What the exercise asks:
Put the lines of the material into a numbered list, leaving out any blank lines. Begin at the very first line of the material and stop after the line that contains "point(64, 104)".

Entries from a pointing dataset:

=======

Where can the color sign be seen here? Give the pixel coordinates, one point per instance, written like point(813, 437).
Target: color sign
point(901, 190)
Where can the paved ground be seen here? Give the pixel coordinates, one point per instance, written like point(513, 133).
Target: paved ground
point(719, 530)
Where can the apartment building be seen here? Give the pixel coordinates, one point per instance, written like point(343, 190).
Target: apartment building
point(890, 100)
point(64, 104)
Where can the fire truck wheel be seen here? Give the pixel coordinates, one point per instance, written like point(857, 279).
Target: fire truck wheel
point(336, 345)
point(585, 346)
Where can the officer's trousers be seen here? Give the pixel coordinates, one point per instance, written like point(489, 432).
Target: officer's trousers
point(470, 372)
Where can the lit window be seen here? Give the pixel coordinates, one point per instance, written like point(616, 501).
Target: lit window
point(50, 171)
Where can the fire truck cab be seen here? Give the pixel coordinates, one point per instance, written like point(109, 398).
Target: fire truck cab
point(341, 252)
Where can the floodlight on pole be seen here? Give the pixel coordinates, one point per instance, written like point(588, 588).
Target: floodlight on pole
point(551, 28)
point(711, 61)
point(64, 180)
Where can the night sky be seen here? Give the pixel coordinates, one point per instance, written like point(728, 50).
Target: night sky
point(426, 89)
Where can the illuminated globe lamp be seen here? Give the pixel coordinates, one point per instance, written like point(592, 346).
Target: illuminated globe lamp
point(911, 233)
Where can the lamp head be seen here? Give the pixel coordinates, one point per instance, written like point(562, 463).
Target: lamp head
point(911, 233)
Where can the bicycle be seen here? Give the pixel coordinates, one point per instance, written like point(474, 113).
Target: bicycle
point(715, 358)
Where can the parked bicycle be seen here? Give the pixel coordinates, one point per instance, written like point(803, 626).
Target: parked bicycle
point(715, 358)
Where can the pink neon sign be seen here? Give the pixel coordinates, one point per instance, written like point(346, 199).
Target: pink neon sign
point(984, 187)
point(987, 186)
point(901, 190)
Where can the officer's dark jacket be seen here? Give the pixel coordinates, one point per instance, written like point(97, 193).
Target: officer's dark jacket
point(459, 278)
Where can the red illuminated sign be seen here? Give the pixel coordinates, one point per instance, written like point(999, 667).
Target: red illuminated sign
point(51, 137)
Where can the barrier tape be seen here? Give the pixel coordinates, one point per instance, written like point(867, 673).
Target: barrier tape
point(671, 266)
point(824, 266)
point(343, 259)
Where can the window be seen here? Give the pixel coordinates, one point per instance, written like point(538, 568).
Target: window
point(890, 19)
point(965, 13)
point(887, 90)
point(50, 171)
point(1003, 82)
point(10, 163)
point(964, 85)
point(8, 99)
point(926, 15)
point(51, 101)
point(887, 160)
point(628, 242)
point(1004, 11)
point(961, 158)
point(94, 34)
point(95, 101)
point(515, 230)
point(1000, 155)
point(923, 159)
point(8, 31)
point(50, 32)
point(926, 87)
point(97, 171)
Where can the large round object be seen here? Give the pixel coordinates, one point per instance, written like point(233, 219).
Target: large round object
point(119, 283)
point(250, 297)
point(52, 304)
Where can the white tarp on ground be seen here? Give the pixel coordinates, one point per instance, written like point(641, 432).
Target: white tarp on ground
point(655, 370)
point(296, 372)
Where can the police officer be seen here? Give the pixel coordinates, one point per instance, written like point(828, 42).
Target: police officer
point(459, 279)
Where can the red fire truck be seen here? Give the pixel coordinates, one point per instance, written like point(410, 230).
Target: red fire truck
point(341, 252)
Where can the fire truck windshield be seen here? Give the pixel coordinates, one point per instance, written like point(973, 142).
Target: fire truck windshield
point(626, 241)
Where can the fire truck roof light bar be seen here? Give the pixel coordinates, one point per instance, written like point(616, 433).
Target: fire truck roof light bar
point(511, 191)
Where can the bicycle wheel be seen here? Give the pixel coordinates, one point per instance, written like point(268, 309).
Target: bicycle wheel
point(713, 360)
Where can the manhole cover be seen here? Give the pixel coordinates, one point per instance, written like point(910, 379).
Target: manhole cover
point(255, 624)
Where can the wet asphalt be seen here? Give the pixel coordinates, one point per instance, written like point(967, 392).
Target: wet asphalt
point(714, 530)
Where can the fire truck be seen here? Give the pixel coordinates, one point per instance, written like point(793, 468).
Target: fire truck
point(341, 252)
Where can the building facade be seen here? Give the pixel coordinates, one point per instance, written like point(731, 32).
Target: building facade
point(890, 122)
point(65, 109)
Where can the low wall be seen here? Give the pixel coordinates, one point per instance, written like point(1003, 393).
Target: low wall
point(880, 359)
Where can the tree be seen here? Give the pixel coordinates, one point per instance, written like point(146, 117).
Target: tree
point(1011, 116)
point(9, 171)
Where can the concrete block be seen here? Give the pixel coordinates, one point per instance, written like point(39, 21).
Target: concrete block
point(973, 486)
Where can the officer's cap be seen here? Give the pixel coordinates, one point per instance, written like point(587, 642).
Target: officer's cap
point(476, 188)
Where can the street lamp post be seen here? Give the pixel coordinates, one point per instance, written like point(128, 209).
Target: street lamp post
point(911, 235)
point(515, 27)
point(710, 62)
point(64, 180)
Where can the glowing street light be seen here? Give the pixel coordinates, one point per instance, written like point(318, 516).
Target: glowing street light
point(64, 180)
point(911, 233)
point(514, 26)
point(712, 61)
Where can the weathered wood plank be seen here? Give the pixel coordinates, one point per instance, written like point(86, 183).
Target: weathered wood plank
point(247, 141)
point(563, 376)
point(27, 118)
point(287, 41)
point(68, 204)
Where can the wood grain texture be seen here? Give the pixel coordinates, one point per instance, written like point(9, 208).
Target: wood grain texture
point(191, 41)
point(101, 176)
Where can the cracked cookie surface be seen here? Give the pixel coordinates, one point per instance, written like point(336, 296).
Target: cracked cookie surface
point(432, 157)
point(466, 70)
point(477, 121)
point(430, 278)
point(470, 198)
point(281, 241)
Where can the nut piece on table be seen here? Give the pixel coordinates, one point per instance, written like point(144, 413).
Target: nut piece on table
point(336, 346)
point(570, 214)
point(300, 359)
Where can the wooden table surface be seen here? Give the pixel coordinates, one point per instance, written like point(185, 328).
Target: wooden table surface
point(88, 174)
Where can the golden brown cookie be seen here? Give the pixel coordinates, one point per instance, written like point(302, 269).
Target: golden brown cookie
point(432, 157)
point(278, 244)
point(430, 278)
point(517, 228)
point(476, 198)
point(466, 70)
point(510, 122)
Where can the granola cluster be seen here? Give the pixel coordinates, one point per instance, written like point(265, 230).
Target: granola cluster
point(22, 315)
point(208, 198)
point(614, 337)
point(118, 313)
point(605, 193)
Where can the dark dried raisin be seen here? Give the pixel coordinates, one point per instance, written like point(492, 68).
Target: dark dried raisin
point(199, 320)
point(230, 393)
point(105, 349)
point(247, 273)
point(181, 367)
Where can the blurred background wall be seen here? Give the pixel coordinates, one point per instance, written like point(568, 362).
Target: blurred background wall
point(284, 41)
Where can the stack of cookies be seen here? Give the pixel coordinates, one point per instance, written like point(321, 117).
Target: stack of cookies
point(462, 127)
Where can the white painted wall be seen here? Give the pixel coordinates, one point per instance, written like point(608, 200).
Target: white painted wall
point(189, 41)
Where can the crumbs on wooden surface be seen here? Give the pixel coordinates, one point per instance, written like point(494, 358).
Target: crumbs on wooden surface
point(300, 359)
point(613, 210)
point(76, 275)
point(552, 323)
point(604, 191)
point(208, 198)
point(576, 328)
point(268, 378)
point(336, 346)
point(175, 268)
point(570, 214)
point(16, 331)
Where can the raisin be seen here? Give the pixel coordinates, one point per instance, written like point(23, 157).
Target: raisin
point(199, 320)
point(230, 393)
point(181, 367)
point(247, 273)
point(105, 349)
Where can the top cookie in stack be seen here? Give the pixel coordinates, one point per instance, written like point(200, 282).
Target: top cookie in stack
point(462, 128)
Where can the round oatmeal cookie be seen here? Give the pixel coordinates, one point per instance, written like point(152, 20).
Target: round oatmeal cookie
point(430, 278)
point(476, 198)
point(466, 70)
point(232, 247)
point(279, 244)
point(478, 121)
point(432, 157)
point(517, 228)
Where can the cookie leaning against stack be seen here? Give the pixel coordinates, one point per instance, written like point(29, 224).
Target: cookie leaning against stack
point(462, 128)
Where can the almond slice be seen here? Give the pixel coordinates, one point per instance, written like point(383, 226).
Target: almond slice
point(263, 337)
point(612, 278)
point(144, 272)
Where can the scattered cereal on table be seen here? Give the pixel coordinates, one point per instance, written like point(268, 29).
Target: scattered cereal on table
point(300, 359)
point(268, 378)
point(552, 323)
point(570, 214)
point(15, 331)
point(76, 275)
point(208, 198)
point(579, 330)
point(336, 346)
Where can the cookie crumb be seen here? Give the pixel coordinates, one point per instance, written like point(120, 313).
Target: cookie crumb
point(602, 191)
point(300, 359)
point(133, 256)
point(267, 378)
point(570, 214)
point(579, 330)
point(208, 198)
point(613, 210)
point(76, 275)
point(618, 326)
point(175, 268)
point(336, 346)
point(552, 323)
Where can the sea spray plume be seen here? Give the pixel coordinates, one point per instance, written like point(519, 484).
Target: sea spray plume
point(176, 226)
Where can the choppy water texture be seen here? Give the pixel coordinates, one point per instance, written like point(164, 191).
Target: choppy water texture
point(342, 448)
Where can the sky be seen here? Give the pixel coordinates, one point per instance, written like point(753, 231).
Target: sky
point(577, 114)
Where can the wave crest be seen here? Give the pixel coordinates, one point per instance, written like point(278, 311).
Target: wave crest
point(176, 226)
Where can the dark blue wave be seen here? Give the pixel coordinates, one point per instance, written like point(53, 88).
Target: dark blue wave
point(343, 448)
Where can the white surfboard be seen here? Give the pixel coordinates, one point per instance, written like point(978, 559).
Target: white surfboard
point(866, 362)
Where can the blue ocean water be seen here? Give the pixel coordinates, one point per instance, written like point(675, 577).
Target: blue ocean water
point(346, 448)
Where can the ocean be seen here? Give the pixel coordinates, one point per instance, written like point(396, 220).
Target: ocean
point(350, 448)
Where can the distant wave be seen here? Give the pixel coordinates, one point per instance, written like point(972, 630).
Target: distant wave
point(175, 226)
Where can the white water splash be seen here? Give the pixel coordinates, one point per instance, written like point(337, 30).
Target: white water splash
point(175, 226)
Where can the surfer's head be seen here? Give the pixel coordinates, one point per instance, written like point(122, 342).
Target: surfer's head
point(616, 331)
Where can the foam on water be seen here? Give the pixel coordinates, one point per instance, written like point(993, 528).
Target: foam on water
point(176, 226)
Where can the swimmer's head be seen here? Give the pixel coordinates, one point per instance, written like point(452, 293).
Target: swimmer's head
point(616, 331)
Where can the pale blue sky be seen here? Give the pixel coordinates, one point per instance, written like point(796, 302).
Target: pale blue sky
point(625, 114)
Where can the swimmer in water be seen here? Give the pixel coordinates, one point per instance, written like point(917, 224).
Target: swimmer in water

=======

Exercise solution:
1. Where can the color sign be seen here? Give the pixel coordinates, one point per instance, written like point(813, 437).
2. Target: color sign
3. point(901, 190)
4. Where can the paved ground be seen here? Give the pixel coordinates, one point per instance, written like point(513, 133).
5. Target: paved ground
6. point(719, 530)
7. Where can the apartment building be seen here? Give the pixel coordinates, one point per instance, written like point(343, 190).
8. Target: apartment building
9. point(890, 100)
10. point(64, 104)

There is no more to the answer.